*GIVEN INSTRUCTION*. Rewrite every line of the rows below as a Markdown table with the columns Number and Line. Number the lines in order and leave out any blank ones.

(Dataset items)
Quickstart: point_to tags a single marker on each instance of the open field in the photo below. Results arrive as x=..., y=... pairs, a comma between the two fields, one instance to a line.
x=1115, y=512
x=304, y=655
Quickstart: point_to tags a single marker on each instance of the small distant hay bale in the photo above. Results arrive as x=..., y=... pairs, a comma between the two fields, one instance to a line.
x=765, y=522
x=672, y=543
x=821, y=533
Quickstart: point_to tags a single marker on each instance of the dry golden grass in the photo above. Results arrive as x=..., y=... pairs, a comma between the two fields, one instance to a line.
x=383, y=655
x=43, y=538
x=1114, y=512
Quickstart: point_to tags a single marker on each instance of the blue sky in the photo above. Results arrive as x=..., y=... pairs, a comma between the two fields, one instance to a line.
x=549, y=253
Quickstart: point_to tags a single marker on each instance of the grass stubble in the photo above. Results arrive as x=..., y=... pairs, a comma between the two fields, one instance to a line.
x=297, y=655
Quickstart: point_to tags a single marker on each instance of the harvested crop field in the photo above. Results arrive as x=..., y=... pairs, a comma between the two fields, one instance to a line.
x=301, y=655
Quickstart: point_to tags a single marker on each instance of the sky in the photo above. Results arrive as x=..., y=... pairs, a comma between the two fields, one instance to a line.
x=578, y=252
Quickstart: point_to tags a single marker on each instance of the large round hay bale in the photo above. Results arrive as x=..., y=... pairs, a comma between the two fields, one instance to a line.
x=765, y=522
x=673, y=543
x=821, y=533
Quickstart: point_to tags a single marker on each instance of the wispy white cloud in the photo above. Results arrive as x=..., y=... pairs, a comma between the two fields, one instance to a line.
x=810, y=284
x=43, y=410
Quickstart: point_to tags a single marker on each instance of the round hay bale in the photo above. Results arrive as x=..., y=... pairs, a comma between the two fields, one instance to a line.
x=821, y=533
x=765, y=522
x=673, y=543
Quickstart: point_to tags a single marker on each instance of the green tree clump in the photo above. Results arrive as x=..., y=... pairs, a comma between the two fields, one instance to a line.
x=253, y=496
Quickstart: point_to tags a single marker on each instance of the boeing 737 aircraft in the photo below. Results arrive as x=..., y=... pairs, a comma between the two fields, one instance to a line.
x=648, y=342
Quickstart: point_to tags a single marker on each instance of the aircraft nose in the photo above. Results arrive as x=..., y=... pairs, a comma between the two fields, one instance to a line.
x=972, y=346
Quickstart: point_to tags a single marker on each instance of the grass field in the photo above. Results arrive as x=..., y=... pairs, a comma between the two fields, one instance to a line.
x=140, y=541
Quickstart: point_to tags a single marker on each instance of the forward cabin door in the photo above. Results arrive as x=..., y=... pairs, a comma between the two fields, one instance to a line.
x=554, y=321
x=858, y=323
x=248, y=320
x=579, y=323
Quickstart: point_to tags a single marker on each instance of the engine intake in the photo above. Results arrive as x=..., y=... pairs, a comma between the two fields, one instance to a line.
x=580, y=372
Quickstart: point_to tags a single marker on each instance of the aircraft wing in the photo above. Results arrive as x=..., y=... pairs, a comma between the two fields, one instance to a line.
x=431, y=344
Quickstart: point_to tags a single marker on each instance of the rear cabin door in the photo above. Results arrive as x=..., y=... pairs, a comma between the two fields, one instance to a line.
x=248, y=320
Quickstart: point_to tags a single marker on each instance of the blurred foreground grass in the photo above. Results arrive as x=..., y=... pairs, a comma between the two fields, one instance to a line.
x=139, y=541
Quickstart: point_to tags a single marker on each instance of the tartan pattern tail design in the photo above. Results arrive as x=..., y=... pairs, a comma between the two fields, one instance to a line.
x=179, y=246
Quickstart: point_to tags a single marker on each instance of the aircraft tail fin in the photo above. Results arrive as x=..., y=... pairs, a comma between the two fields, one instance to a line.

*IN RESPONSE*.
| Number | Line |
|---|---|
| 1 | Quickstart: point_to tags a single marker on each instance of the open field in the photo below. Results arrive as x=..., y=... pairs, a comma between the two fields, one instance to a line. |
| 2 | x=1115, y=512 |
| 3 | x=304, y=655 |
| 4 | Quickstart: point_to tags a single marker on each instance of the small distant hay bale in the photo above. Results arrive as x=..., y=... pairs, a comma between the two fields, one instance to a line. |
| 5 | x=765, y=522 |
| 6 | x=672, y=543 |
| 7 | x=821, y=533 |
| 8 | Quickstart: point_to tags a single marker on each instance of the dry golden grass in the photo above. Results arrive as x=..., y=... pairs, a comma between the two fields, one instance to a line. |
| 9 | x=383, y=655 |
| 10 | x=43, y=538 |
| 11 | x=1114, y=512 |
| 12 | Quickstart: point_to tags a single marker on each instance of the blue sky in the photo above. Results arrive as x=..., y=... pairs, a comma between the two fields, one instance to a line. |
| 13 | x=549, y=253 |
| 14 | Quickstart: point_to tags a single marker on each instance of the grass stubble in the photo above. Results arrive as x=..., y=... pairs, a comma between the two fields, one instance to a line. |
| 15 | x=297, y=655 |
| 16 | Quickstart: point_to tags a single marker on each instance of the harvested crop field in the photo above. Results arrive as x=..., y=... pairs, a comma between the two fields, one instance to a line. |
| 17 | x=301, y=655 |
| 18 | Quickstart: point_to tags a single marker on each instance of the sky in the photo above. Results arrive as x=..., y=... pairs, a comma between the two fields, one instance to a line. |
| 19 | x=578, y=252 |
| 20 | Quickstart: point_to tags a single marker on each instance of the large round hay bale in the photo above. Results arrive as x=..., y=... pairs, a comma between the two fields, one instance to a line. |
| 21 | x=765, y=522 |
| 22 | x=673, y=543 |
| 23 | x=821, y=533 |
| 24 | Quickstart: point_to tags a single marker on each instance of the wispy white cloud in the photo above. Results arrive as x=..., y=... pairs, a comma between the two fields, one instance to a line. |
| 25 | x=810, y=284 |
| 26 | x=43, y=410 |
| 27 | Quickstart: point_to tags a single marker on each instance of the round hay bale in the photo above. Results arrive as x=..., y=... pairs, a comma between the two fields, one instance to a line. |
| 28 | x=821, y=533 |
| 29 | x=765, y=522 |
| 30 | x=673, y=543 |
| 31 | Quickstart: point_to tags a single marker on each instance of the green tree clump in the photo above. Results arrive as x=..., y=... pairs, a comma between the two fields, one instance to a line. |
| 32 | x=253, y=496 |
| 33 | Quickstart: point_to tags a single marker on each instance of the boeing 737 aircraft in the photo below. Results arrive as x=..., y=... pairs, a comma between the two fields, one instance to a line. |
| 34 | x=648, y=342 |
| 35 | Quickstart: point_to tags a single marker on each instance of the aircraft nose in the photo above. Results arrive as x=..., y=... pairs, a comma between the two fields, one instance to a line. |
| 36 | x=972, y=346 |
| 37 | Quickstart: point_to tags a single marker on each instance of the grass field in the photo above. Results arrive as x=..., y=... pairs, a comma between the two fields, one instance to a line. |
| 38 | x=140, y=541 |
| 39 | Quickstart: point_to tags a single marker on each instance of the forward cabin door in the photo above. Results arrive as x=..., y=... pairs, a comma between the two fields, one instance to a line. |
| 40 | x=554, y=321 |
| 41 | x=858, y=323 |
| 42 | x=248, y=320 |
| 43 | x=579, y=323 |
| 44 | Quickstart: point_to tags a single marker on each instance of the engine intake in the photo above. Results arrive as x=..., y=... pairs, a comma between the two fields, one instance to a line. |
| 45 | x=580, y=372 |
| 46 | Quickstart: point_to tags a single marker on each instance of the aircraft wing in the photo above. Results arrive as x=..., y=... pairs, a comma between the two fields, one instance to a line. |
| 47 | x=431, y=344 |
| 48 | Quickstart: point_to tags a single marker on each instance of the rear cabin door in the photo above. Results arrive as x=..., y=... pairs, a comma between the two fields, one instance to a line. |
| 49 | x=248, y=320 |
| 50 | Quickstart: point_to tags a single marker on each instance of the blurred foreground grass in the photo above. Results arrive as x=..., y=... pairs, a comma between the two fields, one instance to a line. |
| 51 | x=139, y=541 |
| 52 | Quickstart: point_to tags a single marker on each instance of the tartan pattern tail design in the photo above. Results arrive as x=..., y=... pairs, a comma between the two fields, one instance to a line. |
| 53 | x=179, y=246 |
| 54 | Quickstart: point_to tags a single marker on each instance of the aircraft tail fin in the photo above. Results arrive as x=..., y=... pairs, a comma between the two fields, one instance to a line. |